━━━━━ SEITENTEXT ━━━━━
Es wird immer wieder öffentlich darüber diskutiert, was männerbündlerische Burschenschaften eigentlich sind: ein Haufen frauen- und ausländerhassender Typen ohne Freunde, die alle im selben Haus wohnen, weil keine WG sie wollte und sich bei Mensuren mit Degen Unterweltnarben in die Wohlstandsbäckchen schnippeln? Oder doch nur ein paar wertkonservative Leute, die ihre vielleicht schrulligen, aber harmlosen Traditionen pflegen? Sicher ist, dass es innerhalb der zahlreichen Verbindungen in Deutschland einige radikale gibt, die auch als Kaderschmiede für die neue Rechte und die AfD fungieren.
━━━━━
### DIE AUFGABE
Beantworte kurz diese Fragen zum Text über Burschenschaften oben:
(a) Weshalb wohnen die Mitglieder laut der ersten Sichtweise alle im selben Haus?
(b) Wie werden ihre Traditionen in der zweiten Sichtweise beschrieben?
(c) Als was fungieren laut dem Text einige radikale Verbindungen?
━━━━━ AUFGELISTETE EINTRÄGE ━━━━━
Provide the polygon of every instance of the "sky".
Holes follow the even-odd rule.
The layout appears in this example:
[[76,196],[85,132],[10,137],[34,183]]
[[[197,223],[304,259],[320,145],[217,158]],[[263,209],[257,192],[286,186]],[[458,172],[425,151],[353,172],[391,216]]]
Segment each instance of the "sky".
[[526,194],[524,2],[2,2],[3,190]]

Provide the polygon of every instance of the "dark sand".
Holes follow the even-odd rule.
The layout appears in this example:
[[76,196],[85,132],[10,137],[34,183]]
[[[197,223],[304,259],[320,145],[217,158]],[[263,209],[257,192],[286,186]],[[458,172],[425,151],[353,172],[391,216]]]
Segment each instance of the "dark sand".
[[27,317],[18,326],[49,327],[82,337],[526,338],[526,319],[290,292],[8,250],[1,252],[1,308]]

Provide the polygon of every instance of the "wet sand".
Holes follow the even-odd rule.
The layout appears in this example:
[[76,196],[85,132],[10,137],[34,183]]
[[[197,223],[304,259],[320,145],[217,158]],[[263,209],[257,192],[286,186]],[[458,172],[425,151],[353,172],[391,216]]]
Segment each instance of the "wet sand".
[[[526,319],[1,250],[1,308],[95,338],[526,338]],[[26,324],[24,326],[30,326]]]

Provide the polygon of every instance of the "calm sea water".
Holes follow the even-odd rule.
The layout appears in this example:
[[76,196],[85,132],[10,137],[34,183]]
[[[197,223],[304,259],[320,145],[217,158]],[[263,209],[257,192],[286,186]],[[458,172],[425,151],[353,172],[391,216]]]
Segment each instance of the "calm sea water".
━━━━━
### LÖSUNG DER AUFGABE
(a) Weil keine WG sie wollte.
(b) Als vielleicht schrullig, aber harmlos.
(c) Als Kaderschmiede für die neue Rechte und die AfD.